Zu erledigen
1. Wie definiert der Text über Vorurteile einen Stereotyp?
2. Führe den Text über Vorurteile nach seinem letzten Satz weiter.

Textauszug

==================================================

Sind Vorurteile erlernt oder angeboren? Weshalb gibt es sie? Und wie beeinflussen sie uns?
Bevor wir uns diesen Fragen widmen, ist es zunächst wichtig zu verstehen, was Vorurteile sind. Vorurteile nehmen Bezug auf eine Gruppe, beziehungsweise ihre Mitglieder. Dabei kommt eine Einstellung zum Ausdruck, welche die Betroffenen abwertet. Dies kann auf eine direkte, aber auch indirekte Art und Weise geschehen. Oft dienen Vorurteile dem Nutzen der eigenen Gruppe oder sie entfalten sich auf der Basis des Eigeninteresses (Jonas, Stroebe & Hewstone, 2014, S. 509). Eine klare Abgrenzung muss zu Stereotypen gemacht werden. Unter einem Stereotyp versteht man eine Sammlung von Wissen, Überzeugungen und Erwartungen über eine soziale Gruppe von Menschen. Man spricht auch von einer kognitiven Struktur (Jonas, Stroebe & Hewstone, 2014, S. 111).
Schweizer*innen sind immer pünktlich, Italiener*innen sind laut und Männer können nicht multitasken. Das sind typische Stereotypisierungen, wie wir sie alle kennen. Sobald eine negative Einstellung, beziehungsweise eine negative Bewertung ins Spiel kommt, landet man schnell bei den Vorurteilen. Wie weit ist es dann noch zur Diskriminierung?
Alles nur schlecht?
Stereotypen zu haben ist jedoch nicht negativ. Ganz im Gegenteil – Wir Menschen brauchen sie. Durch diese Kategorisierungen, die schnell und automatisch von statten gehen, wird unser Denken vereinfacht. Vor allem in unserer heutigen Welt, in der täglich sehr viele Reize auf uns einwirken, ist ein solches Schubladendenken von Vorteil. Die Informationsverarbeitung wäre ansonsten sehr komplex und würde viel Zeit und Kapazität beanspruchen. Unser Gehirn tut uns daher einen Gefallen, in dem es die vielen differenzierten Informationen aus unserer Umwelt sammelt und kategorisiert (SRF Einstein, 2017).
Die Rolle der Evolution
Im Laufe der Evolution entstand eine spezifische Rollenaufteilung für Mann und Frau. Die Rolle unserer männlichen Vorfahren war geprägt von Aufgaben wie zum Beispiel der Jagd. Die Rolle der Frau dominierte hingegen mehr in den sozialen Aspekten. Dementsprechend sind das, evolutionspsychologisch gesehen, die Ursachen von Stereotypen, die bereits bei kleinen Kindern beobachtbar sind (SRF Einstein, 2017). Schon nur wenn ich an die Kinder in meinem Umfeld denke, fallen schnell Stereotypen auf. Die Mädchen wollen ein rosa Zimmer und ganz viele Puppen zum Spielen. Die Jungs interessieren sich eher für Sportarten wie Fussball und haben in ihrem Zimmer spannende Spielzeugautos. Mir ist bewusst, dass diese Sicht (schon fast) veraltet ist. In unserer Zeit sind geschlechtsneutrale Farben und die Autonomie der Kinder sehr zentral. Und klar können Mädchen auch Fussball mögen und Jungs mit Puppen spielen. Anhand dieser Beispiele sollte nur aufgezeigt werden, dass Stereotypen durch die Evolution begründet sind.

==================================================

Vorliegendes Material
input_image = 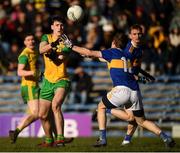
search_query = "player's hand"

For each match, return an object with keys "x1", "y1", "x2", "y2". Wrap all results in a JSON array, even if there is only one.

==================================================

Ergebnisse je Aufgabe
1. Als eine Sammlung von Wissen, Überzeugungen und Erwartungen über eine soziale Gruppe von Menschen, also als eine kognitive Struktur.

2.
Die Rolle der Erziehung und auch des Umfeldes im Allgemeinen spielt meiner Ansicht nach mindestens eine ebenso grosse Rolle. Stereotypen können durch die Erziehung verstärkt werden, wodurch eine (meist negativ) wertende Einstellung zum Ausdruck kommt. So entstehen dann aus Stereotypen schnell Vorurteile. Wie weit ist es dann noch zur Diskriminierung?
Aus genau diesem Grund ist es äusserst notwendig, dass wir unsere Meinungen, Einstellungen und dementsprechend die Stereotypen immer wieder in Frage stellen. Der Prozess der Schubladisierung entsteht meist unbewusst und aus diesem Grund sollten wir uns von Zeit zu Zeit reflektiv damit auseinandersetzen.
Einfach unterdrücken, dann passt es schon.
Eine Möglichkeit den Einfluss von Stereotypen und Vorurteilen zu reduzieren, kann die Unterdrückung sein. Durch Wegners Modell der ironischen Prozesse mentaler Kontrolle (1994) wurde eine paradoxe Konsequenz der Unterdrückung gefunden. Wenn die Unterdrückung nicht gelingt, wird der sogenannte Bumerang-Effekt aktiviert. Dabei kann sich nach einer misslungenen Unterdrückung die Stereotypisierung nicht nur wieder zeigen, sondern es kann durchaus einen noch grösseren Einfluss auf die Urteile nehmen (Jonas, Stroebe & Hewstone, 2014, S. 133-134). In mehreren Experimenten von Macrae et al. (1994) wurde der Bumerang-Effekt vorgefunden und dokumentiert.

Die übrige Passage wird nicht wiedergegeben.